_Task goal_:
The records that follow must be repeated verbatim, every one of them.
--- Data for processing Enclosed Below ---
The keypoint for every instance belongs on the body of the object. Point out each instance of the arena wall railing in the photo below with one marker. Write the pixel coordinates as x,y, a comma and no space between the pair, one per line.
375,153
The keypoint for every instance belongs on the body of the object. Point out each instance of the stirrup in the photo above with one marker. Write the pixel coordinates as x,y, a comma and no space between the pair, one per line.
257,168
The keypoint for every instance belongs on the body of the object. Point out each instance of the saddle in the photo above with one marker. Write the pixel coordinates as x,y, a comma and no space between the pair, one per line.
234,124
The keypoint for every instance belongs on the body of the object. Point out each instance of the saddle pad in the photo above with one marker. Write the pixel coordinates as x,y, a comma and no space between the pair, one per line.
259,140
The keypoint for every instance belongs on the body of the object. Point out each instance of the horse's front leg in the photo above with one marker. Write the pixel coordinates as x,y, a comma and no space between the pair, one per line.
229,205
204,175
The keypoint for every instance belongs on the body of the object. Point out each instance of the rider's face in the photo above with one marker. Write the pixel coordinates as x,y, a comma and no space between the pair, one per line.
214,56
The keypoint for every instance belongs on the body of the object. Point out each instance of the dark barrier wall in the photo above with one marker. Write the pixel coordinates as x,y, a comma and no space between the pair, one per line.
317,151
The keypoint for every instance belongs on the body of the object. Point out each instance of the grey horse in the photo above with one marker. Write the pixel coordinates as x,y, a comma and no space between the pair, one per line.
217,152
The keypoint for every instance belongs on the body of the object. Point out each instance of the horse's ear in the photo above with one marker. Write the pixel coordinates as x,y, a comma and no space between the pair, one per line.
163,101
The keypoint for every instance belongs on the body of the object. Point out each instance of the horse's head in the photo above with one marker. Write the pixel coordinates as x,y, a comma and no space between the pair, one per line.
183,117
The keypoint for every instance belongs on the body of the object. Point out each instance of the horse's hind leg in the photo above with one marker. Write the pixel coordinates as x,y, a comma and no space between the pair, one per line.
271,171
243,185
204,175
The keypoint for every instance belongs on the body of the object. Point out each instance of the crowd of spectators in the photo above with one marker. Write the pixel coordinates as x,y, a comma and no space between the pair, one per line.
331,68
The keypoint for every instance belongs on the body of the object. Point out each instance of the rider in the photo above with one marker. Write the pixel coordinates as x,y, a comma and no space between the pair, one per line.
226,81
--- End of Enclosed Data for processing ---
_Answer to this task_:
The keypoint for every instance belongs on the body of the object. Point out each instance of the arena wall railing in the photo below with one marker. Write the pixel coordinates as x,y, a comma and no space between the pair, one per line.
375,153
The keypoint for every instance belongs on the body of the object. Point out each instance of the stirrup in the photo above with one marker. Write the pixel coordinates as x,y, a comma and no space between the pair, one per line.
257,168
The keypoint for every instance belongs on the body of the object. Point out each instance of the saddle in the photo above with one marker. Write the pixel coordinates as x,y, a comma and no space between the pair, one per line.
234,124
The keypoint for every instance belongs on the body of the object. Point out each instance of the saddle pad in the photo above with one marker. Write the pixel coordinates as x,y, a comma and no space between the pair, one per line.
259,140
The keypoint for every instance belongs on the body of the object. Point out each instance of the horse's front leg in the photo above with one marker. Write the pixel coordinates as x,y, a comma and no space between the pair, one per line.
229,205
204,175
The keypoint for every instance belongs on the body of the object. Point out each instance of the rider's face in the photo above with one marker. Write the pixel coordinates as x,y, a comma and no space between the pair, one per line.
214,56
The keypoint for every instance belongs on the body of the object. Point out each instance of the dark barrier wall in the photo above with one marker. Write the pixel coordinates as x,y, a comma and no space between the pair, one per line.
317,151
The keypoint for every instance belongs on the body of the object. Point out each instance of the grey horse in the photo above with one marker. Write the pixel coordinates as x,y, a comma and no space between the pair, one per line.
217,152
The keypoint for every instance belongs on the body of the object. Point out each instance of the horse's ear in the photo above with one marker. Write the pixel coordinates as x,y, a comma and no space between the pair, one per line.
163,101
The keypoint for every instance belongs on the body of the object. Point out each instance of the horse's head in the photo above with one marker. Write the pixel coordinates as x,y, a comma and no space between the pair, one per line.
183,117
The keypoint for every instance belongs on the body of the object. Point out each instance of the horse's hind leg in the photo above with one marker. Write the pixel coordinates as x,y, a comma and no space between the pair, one per line.
271,171
243,185
204,175
The keypoint for every instance belongs on the body of the object. Point out each instance of the crowd of spectators in the photo above with one marker. Write the pixel coordinates as x,y, a comma and no space between the pair, one per line.
331,68
The keypoint for every instance belongs on the body of the object. Point out each instance of the rider in the photo above with one marker. Write the pixel coordinates as x,y, a comma and no space between the pair, one per line.
226,81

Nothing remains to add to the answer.